_Tâche courte a:_ Recopiez à l'identique les lignes des enregistrements, de la ligne qui contient « target: butterfly thorax » jusqu'à la ligne qui contient « 59], [148, 54]] », ces deux lignes comprises.

_Extrait du texte:_
________________________
Acta fabula
ISSN 2115-8037

2006
Printemps 2006 (volume 7, numéro 1)
Dominique Massonnaud

Figures en questions : les « bougés » de l’identité chez Balzac

Balzac et la crise des identités, textes réunis par Emmanuelle Cullmann, José-Luis Diaz et Boris Lyon-Caen, Christian Pirot Éditeur, coll. « Balzac », 2005.

1Le sixième volume de la collection Balzac, dirigée par Nicole Mozet, chez Christian Pirot, propose un nouveau volet des riches activités du Groupe international de Recherches balzaciennes (GIRB) : il ressaisit, sous la forme d’un ouvrage collectif, les communications prononcées lors du séminaire qui s’est tenu à Paris 7-Denis Diderot, pendant deux ans, sous le thème de « la (re)construction (sociale et discursive) des identités ».
________________________
_Matériel d'exercice:_
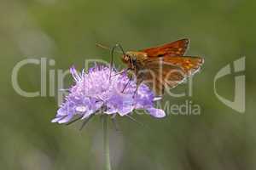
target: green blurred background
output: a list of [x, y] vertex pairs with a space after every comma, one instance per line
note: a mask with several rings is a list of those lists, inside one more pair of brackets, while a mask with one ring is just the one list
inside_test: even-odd
[[[192, 97], [165, 101], [193, 100], [201, 114], [135, 116], [149, 128], [119, 118], [120, 132], [111, 131], [113, 169], [256, 169], [255, 7], [249, 0], [0, 1], [0, 169], [102, 169], [99, 117], [83, 131], [79, 123], [51, 123], [56, 98], [25, 98], [14, 90], [11, 73], [19, 61], [45, 57], [55, 60], [48, 71], [73, 64], [82, 69], [85, 59], [109, 61], [109, 52], [96, 42], [131, 50], [183, 37], [191, 40], [188, 54], [204, 57], [205, 64], [193, 79]], [[247, 57], [243, 114], [213, 93], [217, 72], [241, 56]], [[122, 65], [118, 58], [115, 63]], [[38, 90], [39, 66], [22, 68], [19, 83]], [[233, 75], [218, 83], [218, 92], [232, 100]], [[68, 76], [65, 87], [70, 84]]]

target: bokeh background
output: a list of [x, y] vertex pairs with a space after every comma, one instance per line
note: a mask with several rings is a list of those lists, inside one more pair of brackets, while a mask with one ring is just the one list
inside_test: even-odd
[[[120, 131], [113, 127], [111, 131], [113, 169], [256, 169], [255, 7], [249, 0], [1, 0], [1, 169], [102, 169], [100, 118], [83, 131], [79, 123], [51, 123], [58, 105], [49, 89], [47, 97], [37, 98], [14, 90], [11, 73], [19, 61], [44, 57], [55, 61], [47, 71], [73, 64], [82, 69], [86, 59], [109, 61], [109, 52], [96, 42], [119, 42], [131, 50], [183, 37], [191, 39], [188, 54], [203, 56], [205, 64], [193, 79], [192, 96], [165, 96], [165, 101], [192, 100], [201, 114], [171, 114], [160, 120], [135, 116], [148, 128], [119, 118]], [[241, 56], [246, 56], [243, 114], [213, 93], [217, 72]], [[118, 57], [114, 62], [125, 67]], [[22, 89], [38, 90], [39, 66], [23, 67], [19, 83]], [[70, 84], [67, 76], [65, 86]], [[234, 75], [218, 82], [218, 92], [230, 100], [234, 89]], [[181, 85], [174, 92], [186, 90]]]

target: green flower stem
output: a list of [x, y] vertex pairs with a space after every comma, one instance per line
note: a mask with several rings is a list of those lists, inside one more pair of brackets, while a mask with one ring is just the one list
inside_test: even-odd
[[108, 116], [108, 115], [103, 115], [102, 116], [105, 170], [111, 170], [109, 154]]

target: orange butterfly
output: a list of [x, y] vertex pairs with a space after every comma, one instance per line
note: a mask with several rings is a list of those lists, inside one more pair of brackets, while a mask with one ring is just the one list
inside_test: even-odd
[[[189, 40], [181, 39], [158, 47], [139, 51], [124, 52], [122, 60], [137, 78], [137, 84], [148, 84], [158, 95], [165, 88], [174, 88], [185, 78], [197, 72], [204, 60], [201, 57], [183, 56]], [[100, 45], [101, 46], [101, 45]], [[102, 47], [102, 46], [101, 46]], [[104, 47], [103, 47], [104, 48]], [[114, 48], [112, 50], [112, 54]]]

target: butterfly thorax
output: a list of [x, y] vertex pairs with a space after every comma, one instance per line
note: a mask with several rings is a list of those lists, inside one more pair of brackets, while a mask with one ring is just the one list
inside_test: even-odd
[[144, 52], [128, 51], [122, 56], [123, 62], [131, 70], [143, 66], [143, 61], [147, 59], [148, 54]]

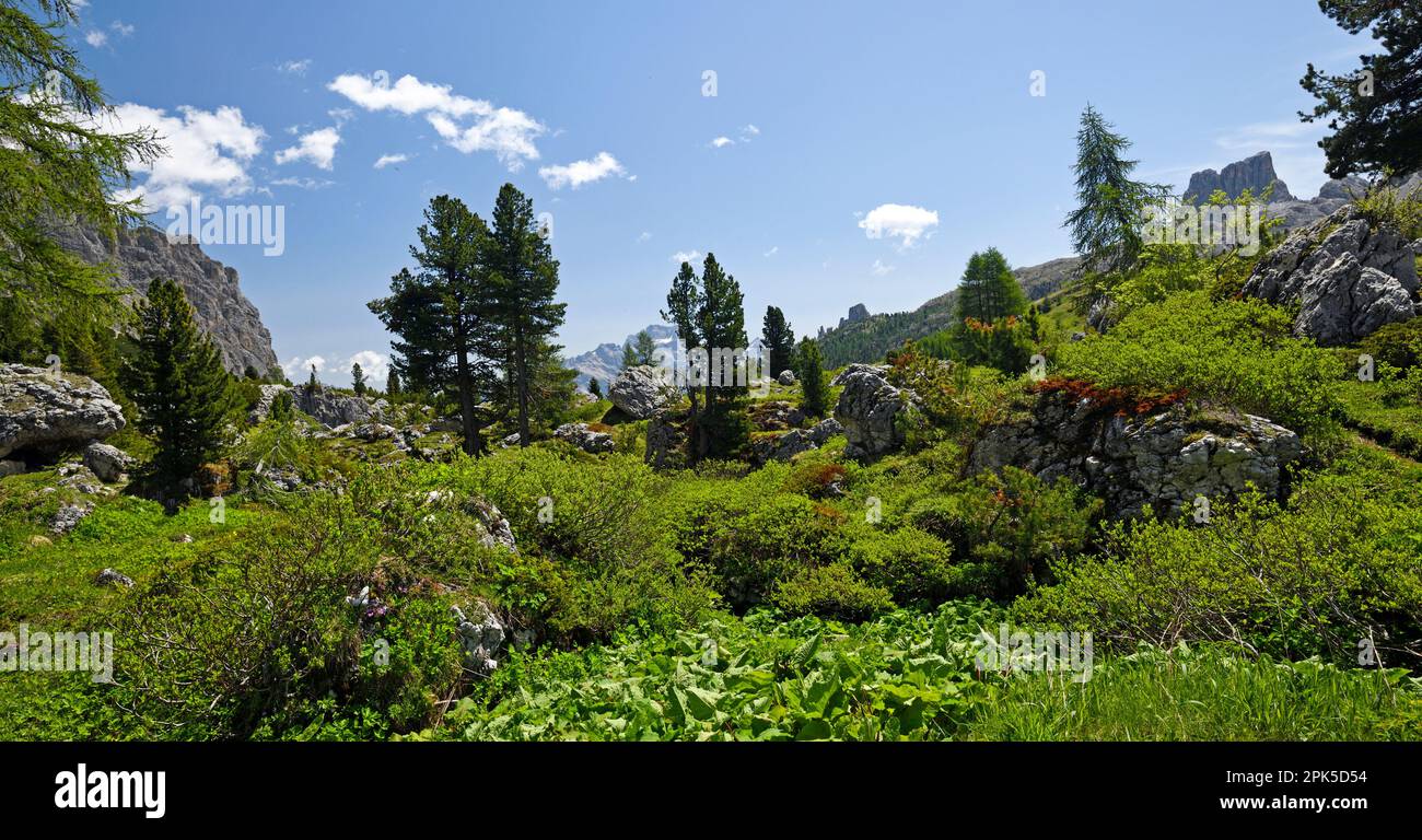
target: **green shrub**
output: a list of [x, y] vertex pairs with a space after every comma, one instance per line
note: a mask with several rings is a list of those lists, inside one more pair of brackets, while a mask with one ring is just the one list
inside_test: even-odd
[[1422, 513], [1376, 475], [1317, 476], [1285, 509], [1247, 496], [1212, 522], [1116, 524], [1099, 556], [1058, 564], [1058, 584], [1014, 605], [1022, 621], [1099, 641], [1173, 647], [1231, 641], [1285, 658], [1357, 664], [1422, 658]]
[[893, 608], [887, 590], [862, 580], [843, 563], [801, 570], [781, 581], [771, 600], [789, 615], [839, 621], [865, 621]]
[[849, 547], [849, 564], [859, 576], [893, 596], [894, 603], [937, 604], [960, 583], [951, 564], [953, 549], [913, 526], [872, 530]]

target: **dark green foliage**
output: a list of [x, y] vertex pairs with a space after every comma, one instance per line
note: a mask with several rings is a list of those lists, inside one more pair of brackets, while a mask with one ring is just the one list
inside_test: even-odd
[[[1088, 276], [1109, 276], [1135, 266], [1145, 246], [1140, 225], [1167, 186], [1132, 181], [1138, 161], [1122, 155], [1130, 141], [1115, 134], [1091, 105], [1076, 132], [1076, 209], [1066, 216], [1072, 247]], [[1092, 303], [1088, 294], [1085, 303]]]
[[532, 443], [535, 415], [560, 409], [550, 402], [557, 387], [547, 385], [547, 371], [562, 358], [552, 337], [563, 323], [567, 304], [556, 303], [557, 260], [546, 230], [533, 216], [533, 202], [512, 183], [499, 188], [493, 202], [492, 230], [479, 243], [479, 260], [496, 287], [492, 316], [501, 328], [505, 374], [510, 388], [510, 411], [519, 442]]
[[958, 281], [957, 320], [993, 323], [1027, 313], [1027, 296], [1017, 284], [1007, 259], [995, 247], [968, 257]]
[[795, 364], [795, 331], [785, 320], [785, 313], [779, 307], [765, 307], [765, 320], [761, 325], [761, 352], [766, 354], [772, 377], [781, 371], [788, 371]]
[[1422, 11], [1389, 0], [1320, 0], [1324, 14], [1351, 34], [1371, 28], [1382, 53], [1362, 67], [1328, 75], [1308, 64], [1300, 80], [1318, 99], [1305, 122], [1328, 119], [1334, 134], [1318, 141], [1332, 178], [1354, 172], [1408, 173], [1422, 168]]
[[1058, 352], [1064, 377], [1143, 395], [1186, 389], [1298, 432], [1335, 426], [1338, 360], [1293, 337], [1293, 318], [1257, 300], [1212, 301], [1203, 291], [1142, 307], [1105, 335]]
[[[489, 229], [464, 202], [435, 196], [418, 229], [419, 246], [410, 254], [418, 271], [401, 269], [390, 297], [370, 310], [397, 335], [391, 365], [411, 389], [454, 392], [459, 399], [464, 449], [483, 451], [483, 429], [508, 412], [499, 365], [509, 358], [501, 325], [503, 283], [492, 274], [485, 253]], [[478, 406], [492, 401], [502, 412]]]
[[1250, 496], [1204, 527], [1116, 526], [1102, 556], [1058, 564], [1061, 583], [1020, 603], [1018, 614], [1089, 625], [1128, 650], [1227, 640], [1357, 665], [1367, 640], [1384, 665], [1416, 667], [1422, 517], [1415, 486], [1378, 493], [1382, 478], [1320, 476], [1284, 509]]
[[819, 355], [819, 344], [813, 338], [801, 338], [799, 351], [795, 354], [795, 378], [801, 384], [801, 411], [811, 416], [825, 416], [829, 408], [828, 375]]
[[865, 621], [893, 608], [887, 590], [865, 581], [843, 563], [799, 571], [775, 588], [772, 601], [788, 615], [833, 621]]
[[148, 287], [124, 381], [138, 404], [139, 428], [158, 445], [152, 466], [159, 480], [191, 478], [212, 461], [233, 408], [232, 377], [176, 283], [154, 280]]

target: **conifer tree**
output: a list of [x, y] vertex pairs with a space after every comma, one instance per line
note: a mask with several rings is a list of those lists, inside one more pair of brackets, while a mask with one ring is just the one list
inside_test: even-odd
[[218, 453], [233, 406], [232, 377], [171, 280], [154, 280], [138, 307], [138, 347], [124, 382], [138, 405], [138, 426], [158, 446], [156, 478], [191, 478]]
[[104, 94], [65, 40], [80, 4], [24, 6], [0, 0], [0, 357], [43, 358], [64, 350], [37, 345], [43, 325], [75, 335], [122, 314], [108, 270], [60, 247], [54, 226], [112, 236], [137, 225], [138, 200], [115, 189], [129, 183], [129, 166], [152, 163], [164, 148], [152, 129], [101, 126]]
[[761, 325], [761, 345], [772, 377], [791, 370], [795, 362], [795, 333], [785, 321], [785, 313], [781, 311], [781, 307], [765, 307], [765, 320]]
[[819, 344], [808, 335], [802, 338], [795, 361], [795, 377], [801, 381], [801, 411], [812, 416], [823, 416], [828, 388]]
[[[418, 271], [391, 277], [390, 297], [370, 310], [394, 333], [392, 367], [404, 382], [459, 401], [464, 451], [483, 452], [483, 429], [506, 415], [508, 391], [499, 365], [509, 358], [503, 283], [491, 271], [485, 250], [489, 229], [464, 202], [431, 199], [418, 246], [410, 254]], [[485, 404], [495, 406], [486, 411]], [[501, 411], [502, 409], [502, 411]]]
[[555, 301], [557, 260], [543, 226], [533, 216], [533, 202], [512, 183], [505, 183], [493, 202], [483, 262], [496, 280], [493, 318], [503, 330], [505, 374], [519, 443], [528, 446], [533, 442], [529, 421], [539, 411], [535, 382], [562, 358], [562, 347], [549, 340], [563, 323], [567, 304]]

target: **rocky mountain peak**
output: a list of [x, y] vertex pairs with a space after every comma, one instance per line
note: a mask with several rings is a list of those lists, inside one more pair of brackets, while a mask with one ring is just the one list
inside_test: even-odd
[[262, 374], [279, 367], [272, 333], [242, 294], [237, 270], [213, 260], [201, 246], [169, 242], [155, 227], [124, 230], [109, 240], [88, 227], [65, 226], [55, 232], [55, 240], [90, 264], [109, 263], [115, 283], [138, 294], [146, 294], [158, 277], [176, 281], [196, 310], [198, 325], [218, 344], [233, 374], [247, 365]]

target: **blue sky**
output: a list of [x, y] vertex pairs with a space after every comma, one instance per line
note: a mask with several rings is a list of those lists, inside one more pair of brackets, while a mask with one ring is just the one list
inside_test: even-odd
[[330, 382], [353, 358], [384, 375], [365, 301], [439, 193], [486, 215], [510, 181], [552, 213], [569, 352], [657, 321], [675, 254], [708, 250], [752, 333], [766, 304], [813, 333], [855, 303], [913, 308], [990, 244], [1020, 266], [1068, 254], [1086, 102], [1148, 178], [1183, 186], [1268, 149], [1315, 195], [1298, 78], [1365, 50], [1308, 0], [91, 0], [81, 17], [122, 124], [173, 146], [138, 175], [152, 205], [284, 208], [280, 256], [206, 250], [240, 271], [279, 358], [320, 357]]

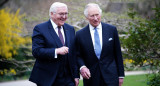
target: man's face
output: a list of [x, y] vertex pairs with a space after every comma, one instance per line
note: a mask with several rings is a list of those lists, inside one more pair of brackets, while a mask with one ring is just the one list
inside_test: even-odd
[[56, 13], [51, 13], [51, 18], [58, 26], [62, 26], [68, 17], [68, 9], [66, 7], [58, 7]]
[[88, 9], [87, 19], [93, 27], [97, 27], [100, 24], [101, 15], [97, 7], [90, 7]]

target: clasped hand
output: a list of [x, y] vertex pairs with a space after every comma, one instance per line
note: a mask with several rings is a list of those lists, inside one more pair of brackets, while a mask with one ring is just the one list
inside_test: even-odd
[[90, 71], [87, 67], [82, 68], [80, 72], [84, 79], [89, 79], [91, 77]]
[[65, 55], [65, 54], [69, 53], [68, 50], [69, 50], [68, 47], [63, 46], [63, 47], [57, 48], [57, 49], [56, 49], [56, 53], [57, 53], [57, 54], [60, 54], [60, 55]]

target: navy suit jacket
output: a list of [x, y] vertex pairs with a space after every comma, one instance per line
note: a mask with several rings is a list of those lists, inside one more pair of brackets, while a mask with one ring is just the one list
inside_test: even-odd
[[62, 43], [52, 27], [51, 21], [36, 25], [32, 35], [32, 54], [36, 58], [30, 81], [40, 86], [51, 86], [56, 78], [62, 59], [67, 57], [73, 79], [78, 77], [75, 58], [75, 30], [68, 24], [63, 25], [65, 46], [69, 47], [69, 54], [58, 55], [55, 58], [55, 48], [62, 47]]
[[[102, 24], [102, 51], [100, 59], [96, 57], [91, 39], [89, 25], [76, 33], [77, 58], [79, 67], [85, 65], [95, 75], [97, 67], [106, 83], [118, 81], [124, 77], [121, 47], [116, 27]], [[96, 77], [94, 77], [96, 78]]]

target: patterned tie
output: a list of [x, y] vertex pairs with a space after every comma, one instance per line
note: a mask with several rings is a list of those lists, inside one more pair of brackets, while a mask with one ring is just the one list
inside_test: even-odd
[[58, 35], [59, 35], [59, 39], [61, 40], [62, 44], [64, 45], [64, 39], [63, 39], [63, 35], [61, 33], [61, 27], [58, 26]]
[[101, 44], [100, 44], [100, 39], [99, 39], [99, 34], [97, 31], [97, 28], [95, 28], [95, 32], [94, 32], [94, 50], [96, 53], [96, 56], [98, 59], [100, 59], [100, 55], [101, 55]]

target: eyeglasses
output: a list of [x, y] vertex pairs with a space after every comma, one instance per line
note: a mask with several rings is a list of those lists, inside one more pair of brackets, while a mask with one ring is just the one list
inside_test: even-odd
[[90, 18], [99, 17], [100, 14], [89, 15]]
[[60, 16], [68, 16], [69, 13], [57, 13]]

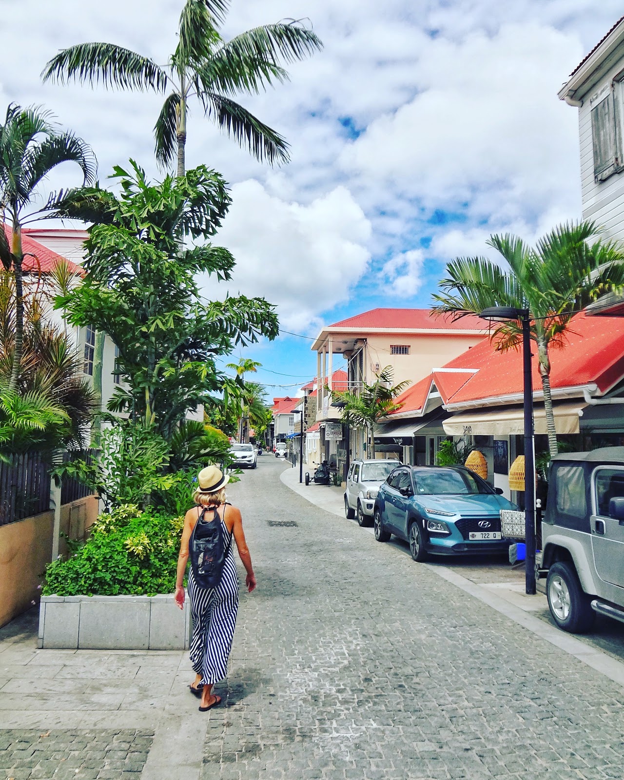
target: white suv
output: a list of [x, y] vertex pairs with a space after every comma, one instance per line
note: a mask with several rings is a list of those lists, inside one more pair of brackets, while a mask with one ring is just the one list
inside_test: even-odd
[[377, 491], [391, 471], [400, 466], [396, 459], [354, 460], [346, 475], [345, 514], [357, 516], [360, 526], [372, 525]]

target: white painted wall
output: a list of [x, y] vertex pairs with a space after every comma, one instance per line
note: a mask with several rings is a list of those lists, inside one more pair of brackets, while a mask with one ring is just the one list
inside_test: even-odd
[[[604, 236], [624, 240], [624, 170], [604, 182], [594, 181], [591, 110], [599, 95], [611, 88], [614, 76], [624, 69], [624, 51], [609, 70], [583, 98], [579, 111], [581, 197], [583, 219], [592, 219], [604, 229]], [[619, 133], [620, 164], [624, 157], [624, 83], [615, 85], [616, 122]], [[594, 101], [592, 102], [592, 100]], [[619, 114], [619, 115], [618, 115]]]

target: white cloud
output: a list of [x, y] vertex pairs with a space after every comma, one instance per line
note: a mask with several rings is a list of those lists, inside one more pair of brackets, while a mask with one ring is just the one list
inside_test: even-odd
________________________
_Tâche courte b:_ Transcrivez intégralement et sans aucune modification le compte rendu sur Balzac et la crise des identités.

_Réponse finale a:_
target: butterfly thorax
output: a list of [x, y] vertex pairs with a space after every comma, one instance per line
note: a mask with several rings is a list of those lists, inside one more pair of brackets, while a mask with one ring is just the one list
inside_test: even-odd
[[144, 52], [128, 51], [122, 56], [123, 62], [131, 70], [143, 66], [143, 61], [147, 59], [148, 54]]

_Réponse finale b:_
Acta fabula
ISSN 2115-8037

2006
Printemps 2006 (volume 7, numéro 1)
Dominique Massonnaud

Figures en questions : les « bougés » de l’identité chez Balzac

Balzac et la crise des identités, textes réunis par Emmanuelle Cullmann, José-Luis Diaz et Boris Lyon-Caen, Christian Pirot Éditeur, coll. « Balzac », 2005.

1Le sixième volume de la collection Balzac, dirigée par Nicole Mozet, chez Christian Pirot, propose un nouveau volet des riches activités du Groupe international de Recherches balzaciennes (GIRB) : il ressaisit, sous la forme d’un ouvrage collectif, les communications prononcées lors du séminaire qui s’est tenu à Paris 7-Denis Diderot, pendant deux ans, sous le thème de « la (re)construction (sociale et discursive) des identités ».